*Excerpt*:
==================================================

PDA

View Full Version : urls with collection of weird characters


revenazb
01-09-2005, 06:55 AM
Hi,

phpdig is having trouble indexing large parts of my intranet. I think I have tracked the problem down to the following. A large number of urls are use number of special characters and I think that they are just no being picked up by phpdig.

The following is missed for example:
http://my.intranet.com/WBSITE/INTRANET/UNITS/INTINFNETWORK/0,,contentMDK:20295425~pagePK:64156298~piPK:64152276~theSitePK:489784,00.ht ml

This are static urls, not dynamic urls.

Where can I change the the regular expression and how. So that these pages get indexed.

Bert

vinyl-junkie
01-09-2005, 07:20 AM
Welcome to the forum, revenazb. :D

I suspect you need to change the value of the variable called PHPDIG_ENCODING in the config file to match the character set in your intranet.

revenazb
01-09-2005, 08:11 AM
Hi,

Thanks for the welcome.
It is not so much the character set as the site is in english.
The problem is with the url of the page, it contains a lot of comas, colons, tilds etc. Looking at the regular expression that I think phpdig uses it looks like it would not pick up the url I put above. While the individual characters are in there I don't think the pattern would be picked. I am not very good with regular expressions. Im putting the line of code that I think is relevant below.

Regular expression:

"(<frame[^>]*src[[:blank:]]*=|href[[:blank:]]*=|HREF[[:blank:]]*=|http-equiv=['\"]refresh['\"] *content=['\"][0-9]+;[[:blank:]]*url[[:blank:]]*=|window[.]location[[:blank:]]*=|window[.]open[[:blank:]]*[(])[[:blank:]]*[\'\"]?((([a-z]{3,5}://)+(([.a-zA-Z0-9-])+(:[0-9]+)*))*([:%/?=&;\\,._a-zA-Z0-9\|+ ()~-]*))(#[.a-zA-Z0-9-]*)?[\'\" ]?"

==================================================

*Material provided*:
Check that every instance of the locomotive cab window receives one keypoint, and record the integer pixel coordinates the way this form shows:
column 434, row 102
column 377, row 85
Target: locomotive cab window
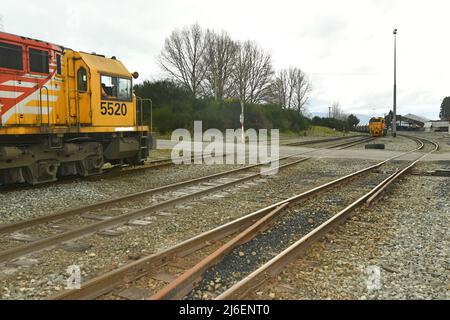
column 115, row 88
column 10, row 56
column 82, row 80
column 38, row 61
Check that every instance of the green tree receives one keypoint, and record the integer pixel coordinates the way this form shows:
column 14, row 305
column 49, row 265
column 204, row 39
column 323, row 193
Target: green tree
column 352, row 121
column 445, row 109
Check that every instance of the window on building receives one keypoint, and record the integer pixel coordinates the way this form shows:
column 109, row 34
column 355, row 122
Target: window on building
column 116, row 88
column 58, row 64
column 82, row 80
column 38, row 61
column 10, row 56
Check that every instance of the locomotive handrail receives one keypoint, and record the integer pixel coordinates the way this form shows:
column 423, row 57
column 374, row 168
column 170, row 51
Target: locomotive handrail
column 40, row 105
column 140, row 106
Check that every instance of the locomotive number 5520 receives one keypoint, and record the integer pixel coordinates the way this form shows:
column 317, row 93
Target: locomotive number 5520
column 111, row 108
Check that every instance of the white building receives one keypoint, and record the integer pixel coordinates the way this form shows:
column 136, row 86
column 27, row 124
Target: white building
column 437, row 125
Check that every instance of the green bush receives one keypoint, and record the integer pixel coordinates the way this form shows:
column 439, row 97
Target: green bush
column 174, row 107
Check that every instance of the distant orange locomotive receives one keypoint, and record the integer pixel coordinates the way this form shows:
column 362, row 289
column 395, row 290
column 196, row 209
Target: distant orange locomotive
column 377, row 127
column 64, row 112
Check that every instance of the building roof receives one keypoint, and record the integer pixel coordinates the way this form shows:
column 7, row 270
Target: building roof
column 415, row 118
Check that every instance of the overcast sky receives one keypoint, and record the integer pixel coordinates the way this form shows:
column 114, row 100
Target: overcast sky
column 345, row 46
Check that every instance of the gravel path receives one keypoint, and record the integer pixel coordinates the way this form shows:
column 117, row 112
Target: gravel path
column 45, row 273
column 404, row 237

==================================================

*Problems and tasks*:
[1] Could you write out the passage of the phpdig forum thread starting at "vinyl-junkie" and ending at "in your intranet."?
[2] Does each statement agree with the phpdig forum thread? Give yes or no for each, quoting the words that decide it. (a) The URLs that phpdig misses are dynamic URLs. (b) vinyl-junkie suggests changing a variable in the config file. (c) revenazb says the intranet site is in English.

*Responses by task*:
[1]
vinyl-junkie
01-09-2005, 07:20 AM
Welcome to the forum, revenazb. :D

I suspect you need to change the value of the variable called PHPDIG_ENCODING in the config file to match the character set in your intranet.

[2]
(a) No: "This are static urls, not dynamic urls."
(b) Yes: "change the value of the variable called PHPDIG_ENCODING in the config file"
(c) Yes: "the site is in english"